## Material provided
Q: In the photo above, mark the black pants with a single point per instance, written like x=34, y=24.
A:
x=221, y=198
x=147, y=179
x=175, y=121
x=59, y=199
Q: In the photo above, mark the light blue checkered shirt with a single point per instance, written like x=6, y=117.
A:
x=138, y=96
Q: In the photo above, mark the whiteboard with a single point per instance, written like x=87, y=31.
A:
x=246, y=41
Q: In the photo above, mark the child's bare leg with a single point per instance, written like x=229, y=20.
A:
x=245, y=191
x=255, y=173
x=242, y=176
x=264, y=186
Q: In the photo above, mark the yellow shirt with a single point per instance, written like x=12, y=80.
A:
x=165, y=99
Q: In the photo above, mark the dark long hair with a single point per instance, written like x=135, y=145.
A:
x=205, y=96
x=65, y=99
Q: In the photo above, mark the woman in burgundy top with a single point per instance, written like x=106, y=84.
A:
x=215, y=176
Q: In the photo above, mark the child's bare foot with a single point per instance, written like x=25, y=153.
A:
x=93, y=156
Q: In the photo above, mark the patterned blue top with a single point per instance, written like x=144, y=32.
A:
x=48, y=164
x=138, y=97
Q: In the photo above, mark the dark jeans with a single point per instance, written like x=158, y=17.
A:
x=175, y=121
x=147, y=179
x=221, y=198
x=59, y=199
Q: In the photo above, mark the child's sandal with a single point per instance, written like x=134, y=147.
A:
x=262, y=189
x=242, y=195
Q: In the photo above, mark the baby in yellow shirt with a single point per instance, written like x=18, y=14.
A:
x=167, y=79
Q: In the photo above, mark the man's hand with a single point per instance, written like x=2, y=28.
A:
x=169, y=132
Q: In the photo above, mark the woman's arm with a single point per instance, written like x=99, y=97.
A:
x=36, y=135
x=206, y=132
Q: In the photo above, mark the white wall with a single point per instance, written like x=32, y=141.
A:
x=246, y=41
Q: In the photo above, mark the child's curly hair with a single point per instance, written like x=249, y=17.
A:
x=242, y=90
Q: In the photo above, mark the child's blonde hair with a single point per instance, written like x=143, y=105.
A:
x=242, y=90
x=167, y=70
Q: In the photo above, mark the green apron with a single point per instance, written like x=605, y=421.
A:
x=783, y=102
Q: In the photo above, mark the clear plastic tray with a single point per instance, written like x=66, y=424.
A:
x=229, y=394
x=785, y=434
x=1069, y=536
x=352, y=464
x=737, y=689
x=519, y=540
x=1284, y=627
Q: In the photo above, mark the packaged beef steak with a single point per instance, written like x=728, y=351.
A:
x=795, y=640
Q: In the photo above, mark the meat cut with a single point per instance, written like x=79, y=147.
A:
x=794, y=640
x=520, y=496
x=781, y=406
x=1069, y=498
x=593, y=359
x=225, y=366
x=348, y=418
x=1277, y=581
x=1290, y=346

## Stated goal
Lay out the rows above as a JSON list of strings, one string per line, starting at the first line and going on through the line with "x=169, y=132". Leave out blank lines and anything after that line.

## Reply
[
  "Q: In the photo above, mark the black pants with a single point per instance, written like x=34, y=24.",
  "A:",
  "x=221, y=198",
  "x=147, y=179",
  "x=175, y=121",
  "x=59, y=199",
  "Q: In the photo above, mark the light blue checkered shirt with a single point per instance, written like x=6, y=117.",
  "A:",
  "x=138, y=96",
  "Q: In the photo above, mark the whiteboard with a single point per instance, written like x=87, y=31.",
  "A:",
  "x=246, y=41",
  "Q: In the photo above, mark the child's bare leg with a single point per instance, written like x=229, y=20.",
  "A:",
  "x=245, y=191",
  "x=255, y=173",
  "x=242, y=176",
  "x=264, y=186",
  "Q: In the photo above, mark the yellow shirt with a single point per instance, written like x=12, y=80.",
  "A:",
  "x=165, y=99",
  "Q: In the photo above, mark the dark long hair with a single point per instance, written like x=135, y=145.",
  "A:",
  "x=205, y=96",
  "x=65, y=99",
  "Q: In the photo above, mark the woman in burgundy top with a single point per instance, written like x=106, y=84.",
  "A:",
  "x=215, y=176",
  "Q: In the photo above, mark the child's bare foot with a single point per instance, written like x=25, y=153.",
  "A:",
  "x=93, y=156",
  "Q: In the photo above, mark the patterned blue top with a single point per instance, written like x=144, y=32.",
  "A:",
  "x=48, y=164",
  "x=138, y=97",
  "Q: In the photo above, mark the dark jeans with a single point per instance, written like x=158, y=17.",
  "A:",
  "x=175, y=121",
  "x=147, y=179",
  "x=221, y=198",
  "x=59, y=199",
  "Q: In the photo above, mark the child's sandal with a single point per instance, written like x=134, y=147.",
  "A:",
  "x=262, y=189",
  "x=242, y=195",
  "Q: In the photo above, mark the baby in yellow shirt with a single point per instance, written like x=18, y=14.",
  "A:",
  "x=167, y=79",
  "Q: In the photo above, mark the man's hand with a single point per instance, written like x=2, y=28.",
  "A:",
  "x=169, y=132"
]